- _Task instructions_:
Some of the lines below need repeating. Reproduce exactly those between the lines holding "Question. The picture above shows the long" and "Question. The picture above shows the window on", inclusive.

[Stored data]
╔══

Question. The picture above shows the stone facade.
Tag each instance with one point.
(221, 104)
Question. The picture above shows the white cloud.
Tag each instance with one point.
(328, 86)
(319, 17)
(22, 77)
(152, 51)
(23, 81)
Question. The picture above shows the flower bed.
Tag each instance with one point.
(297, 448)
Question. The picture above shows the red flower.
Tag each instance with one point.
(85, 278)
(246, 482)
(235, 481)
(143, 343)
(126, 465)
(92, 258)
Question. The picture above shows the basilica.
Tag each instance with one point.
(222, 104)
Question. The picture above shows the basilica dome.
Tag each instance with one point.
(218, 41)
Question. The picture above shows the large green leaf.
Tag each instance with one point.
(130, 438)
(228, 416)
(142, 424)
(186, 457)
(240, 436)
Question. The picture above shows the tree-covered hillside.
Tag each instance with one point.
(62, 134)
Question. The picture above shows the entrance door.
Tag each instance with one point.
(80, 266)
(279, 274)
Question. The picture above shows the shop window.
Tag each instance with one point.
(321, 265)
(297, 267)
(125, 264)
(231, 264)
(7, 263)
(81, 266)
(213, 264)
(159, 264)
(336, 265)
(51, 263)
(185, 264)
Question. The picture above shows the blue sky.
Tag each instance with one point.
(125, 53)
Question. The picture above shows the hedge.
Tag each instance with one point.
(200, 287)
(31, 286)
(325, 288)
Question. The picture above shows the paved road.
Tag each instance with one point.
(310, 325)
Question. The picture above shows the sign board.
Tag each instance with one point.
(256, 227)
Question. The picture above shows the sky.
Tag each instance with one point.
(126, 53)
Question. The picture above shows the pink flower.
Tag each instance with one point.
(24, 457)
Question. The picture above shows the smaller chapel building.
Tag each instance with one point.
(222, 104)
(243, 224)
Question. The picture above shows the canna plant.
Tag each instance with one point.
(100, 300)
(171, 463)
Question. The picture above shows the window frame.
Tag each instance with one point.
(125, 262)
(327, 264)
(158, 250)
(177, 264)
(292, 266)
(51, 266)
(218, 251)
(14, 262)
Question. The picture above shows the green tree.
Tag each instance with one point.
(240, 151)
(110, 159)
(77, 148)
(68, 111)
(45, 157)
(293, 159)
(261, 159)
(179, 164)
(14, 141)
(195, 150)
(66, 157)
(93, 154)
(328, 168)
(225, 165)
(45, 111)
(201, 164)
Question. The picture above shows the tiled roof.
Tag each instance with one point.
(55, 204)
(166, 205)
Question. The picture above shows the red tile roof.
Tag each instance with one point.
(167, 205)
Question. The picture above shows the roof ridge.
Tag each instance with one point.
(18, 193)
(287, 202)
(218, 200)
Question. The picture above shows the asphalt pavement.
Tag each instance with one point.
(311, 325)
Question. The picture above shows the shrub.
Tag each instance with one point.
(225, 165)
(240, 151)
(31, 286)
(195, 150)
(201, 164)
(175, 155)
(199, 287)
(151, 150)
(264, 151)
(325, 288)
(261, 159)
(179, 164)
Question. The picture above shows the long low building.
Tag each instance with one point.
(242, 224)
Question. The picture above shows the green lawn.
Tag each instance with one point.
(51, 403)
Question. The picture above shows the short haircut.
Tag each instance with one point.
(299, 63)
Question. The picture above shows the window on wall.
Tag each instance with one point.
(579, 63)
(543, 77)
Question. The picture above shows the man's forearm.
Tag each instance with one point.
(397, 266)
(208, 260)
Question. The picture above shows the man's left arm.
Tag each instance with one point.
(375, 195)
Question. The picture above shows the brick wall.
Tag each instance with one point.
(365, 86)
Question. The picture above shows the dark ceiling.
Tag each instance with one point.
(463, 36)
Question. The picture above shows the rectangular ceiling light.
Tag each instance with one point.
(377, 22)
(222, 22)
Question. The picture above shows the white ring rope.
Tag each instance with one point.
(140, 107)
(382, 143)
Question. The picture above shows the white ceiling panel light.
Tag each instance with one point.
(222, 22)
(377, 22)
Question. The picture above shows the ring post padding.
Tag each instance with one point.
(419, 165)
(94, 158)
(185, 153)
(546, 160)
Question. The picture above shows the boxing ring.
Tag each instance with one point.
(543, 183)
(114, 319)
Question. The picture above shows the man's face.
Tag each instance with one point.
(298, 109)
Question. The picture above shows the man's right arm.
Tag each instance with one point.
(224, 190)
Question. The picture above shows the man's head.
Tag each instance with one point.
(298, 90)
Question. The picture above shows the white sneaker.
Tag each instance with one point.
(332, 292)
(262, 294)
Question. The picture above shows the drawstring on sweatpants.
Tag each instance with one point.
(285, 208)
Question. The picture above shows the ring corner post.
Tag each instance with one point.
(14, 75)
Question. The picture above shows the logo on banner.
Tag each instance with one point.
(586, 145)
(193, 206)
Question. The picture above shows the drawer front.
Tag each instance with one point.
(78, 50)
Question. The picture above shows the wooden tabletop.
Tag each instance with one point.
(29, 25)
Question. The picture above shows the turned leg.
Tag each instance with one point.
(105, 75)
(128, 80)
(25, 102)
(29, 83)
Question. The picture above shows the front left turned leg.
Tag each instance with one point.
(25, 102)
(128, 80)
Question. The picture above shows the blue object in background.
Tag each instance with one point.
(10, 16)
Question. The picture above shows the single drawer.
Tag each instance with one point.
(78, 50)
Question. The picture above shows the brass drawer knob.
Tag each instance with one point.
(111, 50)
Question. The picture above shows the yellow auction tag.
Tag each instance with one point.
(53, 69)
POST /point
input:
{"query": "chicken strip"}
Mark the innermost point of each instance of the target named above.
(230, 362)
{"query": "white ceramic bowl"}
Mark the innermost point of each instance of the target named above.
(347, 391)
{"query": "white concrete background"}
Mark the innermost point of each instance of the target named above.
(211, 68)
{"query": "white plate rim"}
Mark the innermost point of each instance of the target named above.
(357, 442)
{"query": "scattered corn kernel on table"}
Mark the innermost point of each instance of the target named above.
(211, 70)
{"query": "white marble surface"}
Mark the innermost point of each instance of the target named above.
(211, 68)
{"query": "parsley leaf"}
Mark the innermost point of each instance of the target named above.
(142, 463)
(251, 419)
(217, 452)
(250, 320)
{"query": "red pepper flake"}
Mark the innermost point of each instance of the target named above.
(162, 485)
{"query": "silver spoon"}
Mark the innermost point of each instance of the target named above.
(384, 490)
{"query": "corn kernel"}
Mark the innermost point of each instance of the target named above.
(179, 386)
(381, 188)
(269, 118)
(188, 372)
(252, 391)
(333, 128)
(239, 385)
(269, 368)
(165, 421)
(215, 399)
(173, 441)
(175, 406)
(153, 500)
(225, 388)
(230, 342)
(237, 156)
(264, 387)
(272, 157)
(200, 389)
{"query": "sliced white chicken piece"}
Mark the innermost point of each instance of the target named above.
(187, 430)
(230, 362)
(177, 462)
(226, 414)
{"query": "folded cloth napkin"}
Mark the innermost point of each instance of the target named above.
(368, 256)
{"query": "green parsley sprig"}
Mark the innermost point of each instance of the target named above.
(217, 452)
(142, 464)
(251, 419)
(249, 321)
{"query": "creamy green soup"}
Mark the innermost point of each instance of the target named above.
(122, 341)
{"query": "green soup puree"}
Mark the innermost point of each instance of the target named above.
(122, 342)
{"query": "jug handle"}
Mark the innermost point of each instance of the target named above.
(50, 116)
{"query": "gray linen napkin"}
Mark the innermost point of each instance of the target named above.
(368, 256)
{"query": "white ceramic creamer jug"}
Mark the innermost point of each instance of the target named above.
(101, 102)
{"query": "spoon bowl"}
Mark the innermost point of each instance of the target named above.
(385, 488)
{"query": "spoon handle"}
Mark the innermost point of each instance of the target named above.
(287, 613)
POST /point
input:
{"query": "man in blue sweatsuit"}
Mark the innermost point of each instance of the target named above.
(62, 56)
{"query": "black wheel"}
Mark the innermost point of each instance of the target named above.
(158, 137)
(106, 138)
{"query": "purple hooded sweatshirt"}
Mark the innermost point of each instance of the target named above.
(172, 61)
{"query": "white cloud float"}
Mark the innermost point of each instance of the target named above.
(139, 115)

╚══

- _Exercise solution_:
Question. The picture above shows the long low building.
Tag each instance with one point.
(242, 224)
Question. The picture above shows the green lawn.
Tag each instance with one point.
(51, 403)
Question. The picture above shows the short haircut.
Tag each instance with one point.
(299, 63)
Question. The picture above shows the window on wall.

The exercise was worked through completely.